◆ TASK REQUIREMENTS:
The data below is to be repeated in full, exactly as shown.

EXERCISE INPUT Block Start

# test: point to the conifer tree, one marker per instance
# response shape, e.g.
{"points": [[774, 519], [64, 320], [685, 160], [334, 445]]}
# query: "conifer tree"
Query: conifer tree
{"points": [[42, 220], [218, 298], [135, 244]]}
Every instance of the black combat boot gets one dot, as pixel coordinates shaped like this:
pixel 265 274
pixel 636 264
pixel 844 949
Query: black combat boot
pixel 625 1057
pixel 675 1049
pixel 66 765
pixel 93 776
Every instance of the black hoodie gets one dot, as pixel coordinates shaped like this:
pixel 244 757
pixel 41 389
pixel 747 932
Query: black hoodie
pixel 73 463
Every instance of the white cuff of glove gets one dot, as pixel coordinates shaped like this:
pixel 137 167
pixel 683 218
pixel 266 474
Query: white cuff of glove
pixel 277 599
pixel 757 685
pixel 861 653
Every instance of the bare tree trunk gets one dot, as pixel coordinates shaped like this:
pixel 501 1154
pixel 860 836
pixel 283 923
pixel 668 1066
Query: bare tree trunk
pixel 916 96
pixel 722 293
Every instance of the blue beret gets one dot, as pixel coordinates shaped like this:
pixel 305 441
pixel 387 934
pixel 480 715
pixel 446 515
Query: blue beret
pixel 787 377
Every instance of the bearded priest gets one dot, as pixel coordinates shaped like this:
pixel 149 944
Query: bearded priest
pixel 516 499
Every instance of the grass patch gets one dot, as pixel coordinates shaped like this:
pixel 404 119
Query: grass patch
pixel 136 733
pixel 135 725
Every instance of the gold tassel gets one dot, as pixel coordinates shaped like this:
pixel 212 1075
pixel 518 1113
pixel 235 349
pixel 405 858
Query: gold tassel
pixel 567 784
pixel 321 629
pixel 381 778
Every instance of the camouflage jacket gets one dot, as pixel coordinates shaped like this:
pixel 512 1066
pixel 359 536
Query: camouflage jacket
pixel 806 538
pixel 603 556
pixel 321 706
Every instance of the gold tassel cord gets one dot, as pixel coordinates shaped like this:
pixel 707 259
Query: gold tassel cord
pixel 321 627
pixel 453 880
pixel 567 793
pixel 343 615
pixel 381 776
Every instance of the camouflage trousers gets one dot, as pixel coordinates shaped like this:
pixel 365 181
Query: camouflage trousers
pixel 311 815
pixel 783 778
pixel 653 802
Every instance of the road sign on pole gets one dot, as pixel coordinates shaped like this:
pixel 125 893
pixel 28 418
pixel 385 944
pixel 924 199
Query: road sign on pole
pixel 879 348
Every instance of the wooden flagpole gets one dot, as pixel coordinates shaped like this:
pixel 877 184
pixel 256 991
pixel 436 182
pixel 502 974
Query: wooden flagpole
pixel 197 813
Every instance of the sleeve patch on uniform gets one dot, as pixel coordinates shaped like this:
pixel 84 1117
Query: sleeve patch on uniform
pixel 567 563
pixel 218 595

EXERCISE INPUT Block End

◆ YOUR RESPONSE:
# test: point to the conifer tree, one marker per instance
# response shape, e.g.
{"points": [[774, 519], [64, 320], [685, 160], [334, 445]]}
# query: "conifer tree"
Query: conifer tree
{"points": [[42, 220], [218, 298], [135, 244]]}
Every instance of the black combat boot gets one dot, as pixel coordinates shaped like this:
pixel 265 274
pixel 636 264
pixel 844 949
Query: black combat boot
pixel 625 1057
pixel 675 1049
pixel 66 765
pixel 93 776
Every instance of the black hoodie gets one dot, as pixel coordinates shaped like this:
pixel 244 757
pixel 41 389
pixel 747 932
Query: black hoodie
pixel 73 463
Every instance of the white cuff of glove gets one dot, as pixel coordinates shaped like this:
pixel 137 167
pixel 683 218
pixel 266 474
Query: white cuff of glove
pixel 277 599
pixel 757 685
pixel 861 653
Every instance of the bare tree trunk gets one dot, as pixel coordinates shaped like this:
pixel 501 1154
pixel 860 836
pixel 283 923
pixel 668 1066
Query: bare tree trunk
pixel 916 96
pixel 722 293
Every instance of the blue beret gets one dot, as pixel coordinates shaped like this:
pixel 305 441
pixel 387 934
pixel 480 715
pixel 446 515
Query: blue beret
pixel 787 377
Every instance of the bearded priest gets one dot, as pixel coordinates shaped like this:
pixel 149 944
Query: bearded priest
pixel 516 499
Every instance of the grass patch gets one dot, as pixel coordinates shaped like this:
pixel 404 119
Query: grass patch
pixel 136 733
pixel 135 725
Every instance of the gold tassel gets one dot, as pixel coordinates shaped like this:
pixel 212 1075
pixel 518 1113
pixel 235 349
pixel 405 858
Query: gold tassel
pixel 567 784
pixel 321 629
pixel 381 778
Every instance of the camouflage jacket gets one dot, as pixel coordinates shaped like this:
pixel 512 1066
pixel 359 536
Query: camouflage jacket
pixel 806 538
pixel 603 556
pixel 321 706
Every instance of the gold tassel cord gets one dot, as pixel coordinates shaped like this:
pixel 707 259
Query: gold tassel cord
pixel 321 627
pixel 453 880
pixel 567 793
pixel 343 615
pixel 381 776
Every instance of the camouflage trousers gets one dot, as pixel coordinates shaped like this:
pixel 365 181
Query: camouflage trousers
pixel 311 815
pixel 783 778
pixel 653 802
Every instance of the road sign on pole gets one dot, as pixel coordinates shaped like this:
pixel 125 893
pixel 28 418
pixel 385 944
pixel 924 199
Query: road sign on pole
pixel 879 348
Every instance of the wooden flagpole gets one dot, as pixel coordinates shaped like this:
pixel 877 184
pixel 256 991
pixel 436 182
pixel 502 974
Query: wooden flagpole
pixel 197 813
Every instance of the sleeve patch on uniform gets one dot, as pixel coordinates shaped like this:
pixel 84 1117
Query: sleeve patch on uniform
pixel 567 563
pixel 218 595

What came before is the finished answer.